## INSTRUCTIONS TO FOLLOW
Transcribe the whole listing without a single picture.

## PROVIDED INFORMATION
*** Block opens ***
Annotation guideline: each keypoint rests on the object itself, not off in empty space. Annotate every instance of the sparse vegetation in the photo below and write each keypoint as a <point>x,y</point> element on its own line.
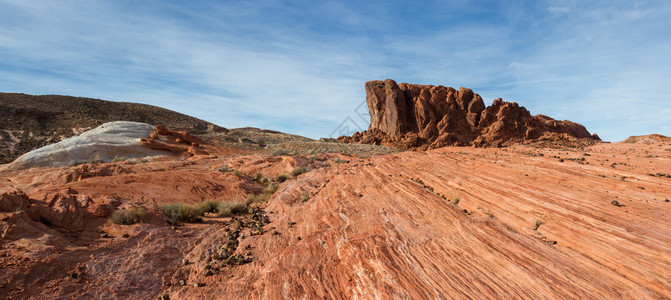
<point>206,206</point>
<point>298,170</point>
<point>660,175</point>
<point>79,162</point>
<point>229,208</point>
<point>305,197</point>
<point>129,216</point>
<point>119,158</point>
<point>179,212</point>
<point>281,177</point>
<point>268,191</point>
<point>259,177</point>
<point>279,152</point>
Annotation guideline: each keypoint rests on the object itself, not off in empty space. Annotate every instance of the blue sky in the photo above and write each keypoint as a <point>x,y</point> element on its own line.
<point>300,66</point>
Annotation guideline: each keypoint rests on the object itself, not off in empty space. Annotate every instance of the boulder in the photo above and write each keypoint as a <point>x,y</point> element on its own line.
<point>421,117</point>
<point>104,143</point>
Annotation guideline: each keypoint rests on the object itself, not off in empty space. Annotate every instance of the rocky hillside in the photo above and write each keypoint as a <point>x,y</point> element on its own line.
<point>451,223</point>
<point>415,116</point>
<point>28,122</point>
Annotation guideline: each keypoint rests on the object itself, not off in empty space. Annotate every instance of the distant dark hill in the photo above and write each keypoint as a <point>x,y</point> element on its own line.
<point>28,122</point>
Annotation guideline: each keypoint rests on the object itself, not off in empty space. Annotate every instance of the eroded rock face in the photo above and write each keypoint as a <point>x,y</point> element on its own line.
<point>415,116</point>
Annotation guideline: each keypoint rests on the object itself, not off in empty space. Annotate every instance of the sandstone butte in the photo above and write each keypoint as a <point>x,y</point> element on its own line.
<point>590,222</point>
<point>413,116</point>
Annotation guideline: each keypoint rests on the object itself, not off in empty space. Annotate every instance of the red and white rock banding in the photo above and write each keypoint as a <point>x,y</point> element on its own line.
<point>414,116</point>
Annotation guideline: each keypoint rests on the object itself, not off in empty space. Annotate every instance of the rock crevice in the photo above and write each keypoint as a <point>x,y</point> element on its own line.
<point>420,117</point>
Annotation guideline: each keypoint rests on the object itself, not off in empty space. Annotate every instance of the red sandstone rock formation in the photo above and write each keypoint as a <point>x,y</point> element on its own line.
<point>424,116</point>
<point>386,227</point>
<point>175,141</point>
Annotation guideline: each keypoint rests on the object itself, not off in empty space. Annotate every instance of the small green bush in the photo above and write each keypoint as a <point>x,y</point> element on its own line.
<point>206,206</point>
<point>305,197</point>
<point>538,224</point>
<point>281,177</point>
<point>128,217</point>
<point>178,212</point>
<point>267,192</point>
<point>77,163</point>
<point>279,152</point>
<point>119,158</point>
<point>229,208</point>
<point>260,178</point>
<point>298,170</point>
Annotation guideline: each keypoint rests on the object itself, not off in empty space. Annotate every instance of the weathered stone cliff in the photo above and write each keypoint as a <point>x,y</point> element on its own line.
<point>415,116</point>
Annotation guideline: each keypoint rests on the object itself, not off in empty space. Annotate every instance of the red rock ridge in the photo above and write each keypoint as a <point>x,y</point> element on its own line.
<point>421,117</point>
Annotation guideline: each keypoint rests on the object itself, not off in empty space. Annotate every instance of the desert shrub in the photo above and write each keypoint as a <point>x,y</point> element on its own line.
<point>268,191</point>
<point>538,224</point>
<point>298,170</point>
<point>229,208</point>
<point>279,152</point>
<point>128,217</point>
<point>77,163</point>
<point>305,197</point>
<point>260,178</point>
<point>119,158</point>
<point>281,177</point>
<point>178,212</point>
<point>206,206</point>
*** Block closes ***
## ANSWER BELOW
Annotation guideline: each keypoint rests on the object itself, not off in empty space. Annotate every instance of the sparse vegetation in the photo below and write each keypoint as a <point>x,y</point> element on its own line.
<point>206,206</point>
<point>298,170</point>
<point>660,175</point>
<point>79,162</point>
<point>229,208</point>
<point>305,197</point>
<point>129,216</point>
<point>119,158</point>
<point>179,212</point>
<point>281,177</point>
<point>268,191</point>
<point>259,177</point>
<point>279,152</point>
Annotation guideline: each keypoint rests on the object itself, not off in empty space. Annotate every instance of the blue sky in the photo above and write each keypoint as a <point>x,y</point> element on its own line.
<point>300,66</point>
Annotation guideline: each keypoint rests on the object itself, not off in empty space. Annotate every instance of the boulder in the photo above and write each keypoint as a <point>x,y</point> element on its own line.
<point>421,117</point>
<point>104,143</point>
Annotation guideline: each keypoint rests on the object itself, not off in empty space. Annotate every instance of the rocky hillside in the photo above and write each keypoint as a <point>x,y</point> element on its own line.
<point>451,223</point>
<point>415,116</point>
<point>28,122</point>
Annotation guideline: each keypoint rests on the object itself, not off in empty space. Annotate every instance of the distant dark hill in the photo above and write each keypoint as a <point>x,y</point> element on its own line.
<point>28,122</point>
Annotation guideline: each keypoint rests on the object itself, not off in empty space. Annotate every instance of the eroded rock face in the photo above and write each keypoint as a <point>x,y</point> element on its own line.
<point>415,116</point>
Annotation guideline: each keypoint rests on the object itself, not off in empty space. Annotate every instance of the sandstone butte in the photo above and write each keypoint as a <point>x,y</point> element on its own line.
<point>590,222</point>
<point>413,116</point>
Annotation guideline: each keypoint rests on the object itself, not off in empty space. Annotate every instance of the red and white rock banding in the photo above and write each keypoint as a <point>x,y</point> element on its own line.
<point>414,116</point>
Annotation guideline: each keypoint rests on the object itself, not off in empty space. Annotate every instance of the rock crevice in the photo above and write each keypoint as a <point>x,y</point> element on its own line.
<point>420,117</point>
Annotation guideline: each keypoint rests on the object itself, not off in empty space. Annotate every instance of the red sandstone rock formation in the photo above and write each keypoint as a <point>x,y</point> element on its own line.
<point>424,116</point>
<point>386,227</point>
<point>175,141</point>
Annotation guideline: each keypoint rests on the object itself, not off in empty space. Annotate every instance of the small green bush in the photo above and write each keypoint as a <point>x,y</point> element on its own line.
<point>206,206</point>
<point>305,197</point>
<point>538,224</point>
<point>281,177</point>
<point>128,217</point>
<point>178,212</point>
<point>267,192</point>
<point>77,163</point>
<point>279,152</point>
<point>119,158</point>
<point>229,208</point>
<point>260,178</point>
<point>298,170</point>
Annotation guideline: each keypoint rests on the object itself, not off in empty space. Annotate every instance of the weathered stone cliff in the photo above and write each keypoint as a <point>x,y</point> element on its own line.
<point>415,116</point>
Annotation guideline: each keypoint rests on the object itself, not off in empty space. Annotate every instance of the red rock ridge in the photo above and write each keypoint as a <point>x,y</point> element on its own line.
<point>421,117</point>
Annotation guideline: each keypoint rests on the object itself, not off in empty space. Annotate every instance of the desert shrub in the photo above and write each keypoint as a <point>x,y</point> element on its own line.
<point>268,191</point>
<point>538,224</point>
<point>298,170</point>
<point>229,208</point>
<point>279,152</point>
<point>128,217</point>
<point>77,163</point>
<point>305,197</point>
<point>260,178</point>
<point>119,158</point>
<point>281,177</point>
<point>178,212</point>
<point>206,206</point>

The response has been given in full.